(Records excerpted from a collection)

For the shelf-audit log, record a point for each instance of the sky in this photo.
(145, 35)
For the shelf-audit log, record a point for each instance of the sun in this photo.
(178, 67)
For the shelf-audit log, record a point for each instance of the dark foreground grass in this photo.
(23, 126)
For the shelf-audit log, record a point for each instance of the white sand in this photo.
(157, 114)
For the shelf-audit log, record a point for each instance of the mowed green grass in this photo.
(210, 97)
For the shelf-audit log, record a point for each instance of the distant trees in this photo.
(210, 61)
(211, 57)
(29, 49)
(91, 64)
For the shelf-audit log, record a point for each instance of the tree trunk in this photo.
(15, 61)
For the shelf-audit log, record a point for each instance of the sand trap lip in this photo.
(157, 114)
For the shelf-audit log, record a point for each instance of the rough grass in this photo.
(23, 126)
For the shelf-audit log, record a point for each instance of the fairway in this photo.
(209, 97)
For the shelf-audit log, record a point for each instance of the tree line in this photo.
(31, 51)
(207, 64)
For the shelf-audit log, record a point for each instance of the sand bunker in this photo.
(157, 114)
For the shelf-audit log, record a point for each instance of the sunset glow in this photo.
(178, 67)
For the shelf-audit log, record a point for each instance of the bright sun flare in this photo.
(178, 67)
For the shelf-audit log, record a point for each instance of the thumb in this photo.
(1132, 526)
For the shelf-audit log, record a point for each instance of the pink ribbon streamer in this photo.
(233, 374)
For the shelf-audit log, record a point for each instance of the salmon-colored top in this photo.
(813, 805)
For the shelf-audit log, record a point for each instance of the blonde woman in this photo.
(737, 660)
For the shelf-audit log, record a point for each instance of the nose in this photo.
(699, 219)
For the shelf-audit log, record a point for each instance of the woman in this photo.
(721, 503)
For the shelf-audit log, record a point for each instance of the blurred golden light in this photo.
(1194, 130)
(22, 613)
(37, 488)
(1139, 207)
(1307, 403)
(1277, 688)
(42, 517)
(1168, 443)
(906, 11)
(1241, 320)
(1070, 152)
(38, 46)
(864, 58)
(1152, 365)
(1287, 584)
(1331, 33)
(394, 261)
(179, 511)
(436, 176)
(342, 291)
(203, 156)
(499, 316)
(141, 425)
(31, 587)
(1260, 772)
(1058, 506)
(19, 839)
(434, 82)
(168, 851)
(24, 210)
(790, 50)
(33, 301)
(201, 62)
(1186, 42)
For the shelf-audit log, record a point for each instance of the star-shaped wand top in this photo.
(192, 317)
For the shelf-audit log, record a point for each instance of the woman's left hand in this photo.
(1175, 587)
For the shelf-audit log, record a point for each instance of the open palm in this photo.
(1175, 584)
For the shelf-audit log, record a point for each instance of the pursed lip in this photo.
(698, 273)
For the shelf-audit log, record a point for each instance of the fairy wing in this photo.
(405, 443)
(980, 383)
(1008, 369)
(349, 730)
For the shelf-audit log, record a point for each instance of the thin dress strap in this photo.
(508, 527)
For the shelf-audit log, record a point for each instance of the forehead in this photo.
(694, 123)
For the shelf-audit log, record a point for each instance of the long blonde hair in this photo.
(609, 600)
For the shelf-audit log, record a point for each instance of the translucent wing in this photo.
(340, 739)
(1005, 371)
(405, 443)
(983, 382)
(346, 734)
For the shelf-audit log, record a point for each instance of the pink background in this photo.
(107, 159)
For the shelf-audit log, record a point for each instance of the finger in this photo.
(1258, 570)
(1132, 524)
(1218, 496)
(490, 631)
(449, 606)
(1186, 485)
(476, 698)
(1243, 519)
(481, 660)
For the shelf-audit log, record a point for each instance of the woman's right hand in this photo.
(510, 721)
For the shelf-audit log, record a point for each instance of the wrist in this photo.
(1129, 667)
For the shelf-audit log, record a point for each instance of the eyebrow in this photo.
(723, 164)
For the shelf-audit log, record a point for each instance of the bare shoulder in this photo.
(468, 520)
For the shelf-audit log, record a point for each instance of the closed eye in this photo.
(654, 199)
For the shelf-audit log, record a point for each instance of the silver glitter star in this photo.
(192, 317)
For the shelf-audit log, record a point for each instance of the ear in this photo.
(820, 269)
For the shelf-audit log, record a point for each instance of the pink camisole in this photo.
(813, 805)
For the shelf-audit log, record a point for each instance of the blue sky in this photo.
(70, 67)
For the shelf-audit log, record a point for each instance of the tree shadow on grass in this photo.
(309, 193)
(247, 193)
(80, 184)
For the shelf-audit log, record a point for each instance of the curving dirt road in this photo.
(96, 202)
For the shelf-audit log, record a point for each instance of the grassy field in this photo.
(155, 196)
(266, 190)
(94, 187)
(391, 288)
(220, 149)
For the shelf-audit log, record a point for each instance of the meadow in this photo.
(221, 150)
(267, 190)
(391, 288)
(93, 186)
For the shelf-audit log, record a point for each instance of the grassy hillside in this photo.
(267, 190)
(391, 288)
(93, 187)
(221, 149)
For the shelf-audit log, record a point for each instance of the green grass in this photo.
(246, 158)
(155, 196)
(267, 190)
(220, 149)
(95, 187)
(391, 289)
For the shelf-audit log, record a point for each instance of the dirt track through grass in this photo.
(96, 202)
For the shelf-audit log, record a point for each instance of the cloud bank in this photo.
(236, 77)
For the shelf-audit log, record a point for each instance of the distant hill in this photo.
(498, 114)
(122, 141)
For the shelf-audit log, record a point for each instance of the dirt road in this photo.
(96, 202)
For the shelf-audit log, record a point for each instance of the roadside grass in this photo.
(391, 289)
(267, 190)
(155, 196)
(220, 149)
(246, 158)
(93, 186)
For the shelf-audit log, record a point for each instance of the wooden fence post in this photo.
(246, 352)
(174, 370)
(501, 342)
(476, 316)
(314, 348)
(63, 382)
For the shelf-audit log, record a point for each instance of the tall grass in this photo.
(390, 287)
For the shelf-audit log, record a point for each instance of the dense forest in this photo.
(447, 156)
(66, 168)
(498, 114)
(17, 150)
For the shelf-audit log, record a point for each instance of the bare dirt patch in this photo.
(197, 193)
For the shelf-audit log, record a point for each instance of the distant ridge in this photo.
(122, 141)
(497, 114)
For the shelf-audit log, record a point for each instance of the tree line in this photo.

...

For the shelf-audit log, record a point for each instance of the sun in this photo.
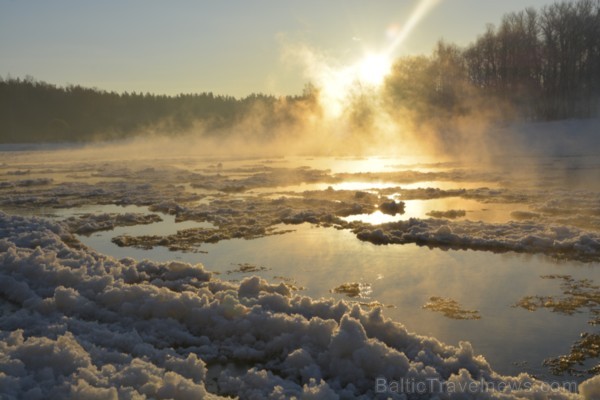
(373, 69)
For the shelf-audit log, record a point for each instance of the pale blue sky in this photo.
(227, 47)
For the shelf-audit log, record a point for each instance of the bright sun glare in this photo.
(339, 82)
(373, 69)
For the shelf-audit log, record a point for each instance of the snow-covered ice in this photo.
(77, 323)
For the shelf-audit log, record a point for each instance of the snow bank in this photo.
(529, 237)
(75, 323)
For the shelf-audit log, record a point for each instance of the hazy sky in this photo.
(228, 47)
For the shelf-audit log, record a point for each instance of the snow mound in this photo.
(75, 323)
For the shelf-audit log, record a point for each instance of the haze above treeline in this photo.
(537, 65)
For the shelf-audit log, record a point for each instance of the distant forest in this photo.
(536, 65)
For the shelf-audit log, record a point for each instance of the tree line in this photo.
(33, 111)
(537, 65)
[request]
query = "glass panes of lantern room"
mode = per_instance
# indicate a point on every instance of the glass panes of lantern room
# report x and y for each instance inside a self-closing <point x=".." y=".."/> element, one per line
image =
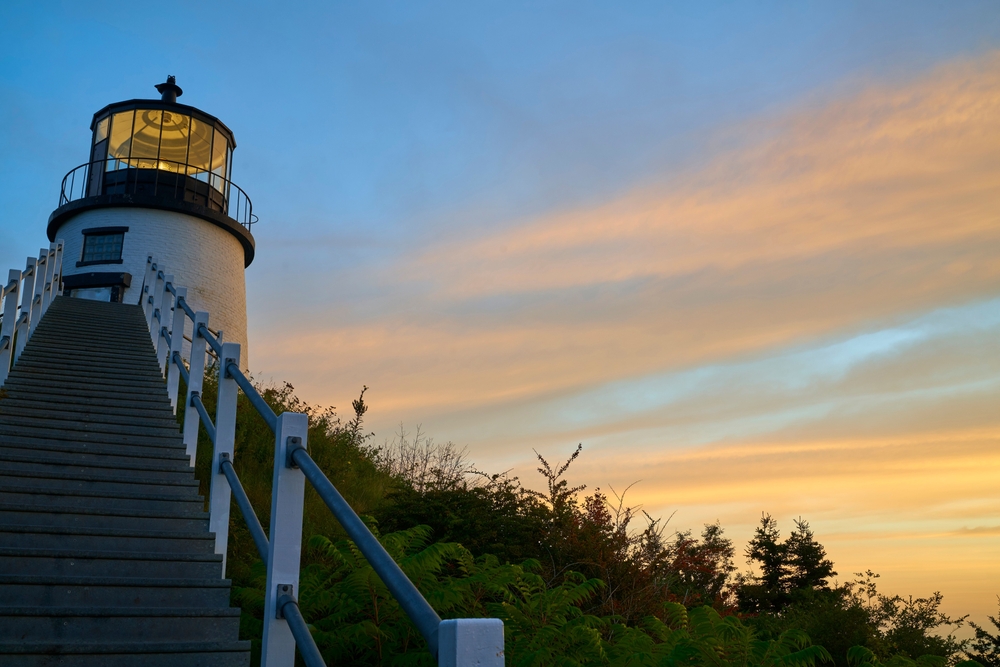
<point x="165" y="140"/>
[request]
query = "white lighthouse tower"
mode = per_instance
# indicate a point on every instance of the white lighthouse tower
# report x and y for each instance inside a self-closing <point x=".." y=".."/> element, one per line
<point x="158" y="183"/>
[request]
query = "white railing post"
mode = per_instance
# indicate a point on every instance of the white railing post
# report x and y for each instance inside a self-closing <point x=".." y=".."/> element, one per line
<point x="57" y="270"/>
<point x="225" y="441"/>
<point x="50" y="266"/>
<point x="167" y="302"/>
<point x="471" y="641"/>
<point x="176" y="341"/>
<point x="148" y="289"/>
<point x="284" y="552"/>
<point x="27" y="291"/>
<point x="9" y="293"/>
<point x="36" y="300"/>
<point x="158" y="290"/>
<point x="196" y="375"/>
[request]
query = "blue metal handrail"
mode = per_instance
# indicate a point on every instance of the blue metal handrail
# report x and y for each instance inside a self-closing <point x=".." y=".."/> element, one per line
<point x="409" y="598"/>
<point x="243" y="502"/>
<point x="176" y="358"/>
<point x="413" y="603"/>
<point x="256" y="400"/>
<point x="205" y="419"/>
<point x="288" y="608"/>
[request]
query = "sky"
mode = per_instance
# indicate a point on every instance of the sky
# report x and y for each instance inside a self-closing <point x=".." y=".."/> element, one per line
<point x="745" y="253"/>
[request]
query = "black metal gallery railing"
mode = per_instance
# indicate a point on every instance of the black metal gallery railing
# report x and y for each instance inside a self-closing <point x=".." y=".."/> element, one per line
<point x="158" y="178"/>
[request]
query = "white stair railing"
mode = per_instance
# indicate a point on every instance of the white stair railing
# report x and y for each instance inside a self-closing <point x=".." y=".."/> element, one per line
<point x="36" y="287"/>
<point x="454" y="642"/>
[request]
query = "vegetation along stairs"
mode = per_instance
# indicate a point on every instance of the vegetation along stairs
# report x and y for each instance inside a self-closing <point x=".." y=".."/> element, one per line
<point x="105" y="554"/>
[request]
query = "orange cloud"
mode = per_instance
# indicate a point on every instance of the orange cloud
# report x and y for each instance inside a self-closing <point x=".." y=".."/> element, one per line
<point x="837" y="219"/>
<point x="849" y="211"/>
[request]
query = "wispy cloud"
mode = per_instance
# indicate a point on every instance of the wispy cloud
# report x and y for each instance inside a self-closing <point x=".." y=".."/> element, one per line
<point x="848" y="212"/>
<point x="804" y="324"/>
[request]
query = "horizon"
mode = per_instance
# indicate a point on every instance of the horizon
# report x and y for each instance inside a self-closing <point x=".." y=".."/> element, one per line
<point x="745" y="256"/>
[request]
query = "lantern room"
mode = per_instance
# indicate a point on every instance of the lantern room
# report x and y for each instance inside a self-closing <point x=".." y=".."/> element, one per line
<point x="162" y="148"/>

...

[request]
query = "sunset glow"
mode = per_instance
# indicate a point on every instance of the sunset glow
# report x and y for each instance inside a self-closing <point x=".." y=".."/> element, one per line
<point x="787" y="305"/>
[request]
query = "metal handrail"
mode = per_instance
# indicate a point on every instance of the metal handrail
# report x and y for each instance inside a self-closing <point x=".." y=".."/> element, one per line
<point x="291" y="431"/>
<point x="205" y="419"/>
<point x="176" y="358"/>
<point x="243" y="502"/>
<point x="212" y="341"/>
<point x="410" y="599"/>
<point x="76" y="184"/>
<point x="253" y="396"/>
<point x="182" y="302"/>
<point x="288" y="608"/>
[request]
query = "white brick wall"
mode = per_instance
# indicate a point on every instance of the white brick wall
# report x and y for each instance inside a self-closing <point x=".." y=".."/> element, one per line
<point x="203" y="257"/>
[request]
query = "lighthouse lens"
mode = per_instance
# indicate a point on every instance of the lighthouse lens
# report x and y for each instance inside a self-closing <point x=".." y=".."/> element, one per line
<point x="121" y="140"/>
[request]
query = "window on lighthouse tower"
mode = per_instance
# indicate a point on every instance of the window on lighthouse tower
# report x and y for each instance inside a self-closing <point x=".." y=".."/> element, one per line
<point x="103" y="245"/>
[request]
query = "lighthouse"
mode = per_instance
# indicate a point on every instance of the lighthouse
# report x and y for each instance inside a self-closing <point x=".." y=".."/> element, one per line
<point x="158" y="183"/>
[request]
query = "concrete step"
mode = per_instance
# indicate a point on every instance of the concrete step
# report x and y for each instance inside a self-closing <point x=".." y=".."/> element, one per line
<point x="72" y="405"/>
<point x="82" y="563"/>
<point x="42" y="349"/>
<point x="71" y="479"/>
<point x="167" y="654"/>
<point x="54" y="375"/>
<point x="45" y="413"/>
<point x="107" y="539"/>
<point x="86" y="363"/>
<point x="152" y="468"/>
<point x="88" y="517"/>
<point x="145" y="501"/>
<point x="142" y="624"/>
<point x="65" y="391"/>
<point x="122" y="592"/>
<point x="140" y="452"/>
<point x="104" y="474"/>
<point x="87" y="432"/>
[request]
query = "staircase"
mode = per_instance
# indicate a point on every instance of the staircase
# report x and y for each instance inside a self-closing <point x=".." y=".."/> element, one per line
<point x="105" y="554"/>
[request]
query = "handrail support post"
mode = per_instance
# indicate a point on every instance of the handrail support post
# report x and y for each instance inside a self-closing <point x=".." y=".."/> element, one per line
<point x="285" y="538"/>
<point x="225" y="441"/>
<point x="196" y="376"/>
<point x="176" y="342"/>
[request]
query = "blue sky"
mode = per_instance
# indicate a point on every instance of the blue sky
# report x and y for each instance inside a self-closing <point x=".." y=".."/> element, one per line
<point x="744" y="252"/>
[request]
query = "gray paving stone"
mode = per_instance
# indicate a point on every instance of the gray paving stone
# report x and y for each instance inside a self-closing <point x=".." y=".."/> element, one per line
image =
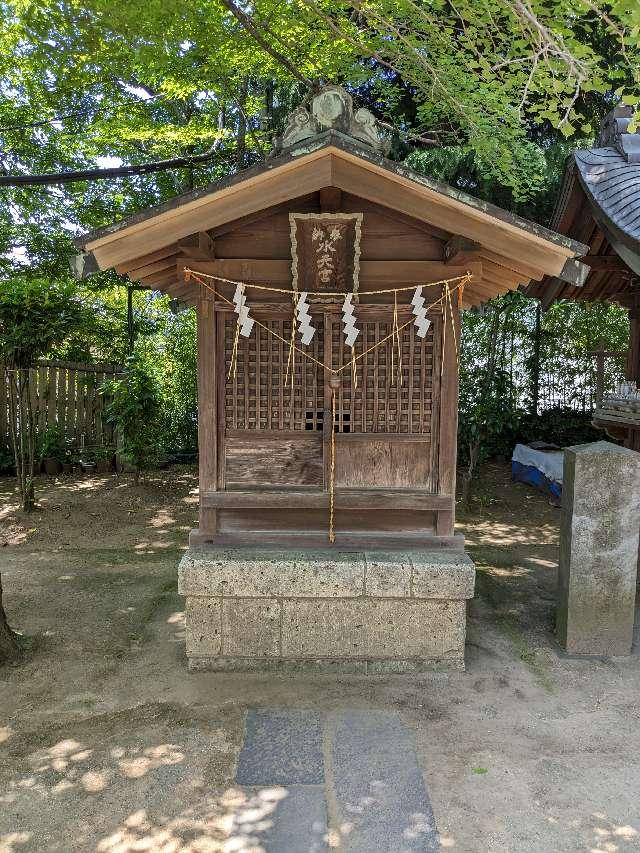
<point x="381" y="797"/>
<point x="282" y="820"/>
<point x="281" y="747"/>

> Assignment
Every line above that holds the word "step" is to be found and copied.

> Problem solution
query = "concrete step"
# indicate a point on every instance of the concrete step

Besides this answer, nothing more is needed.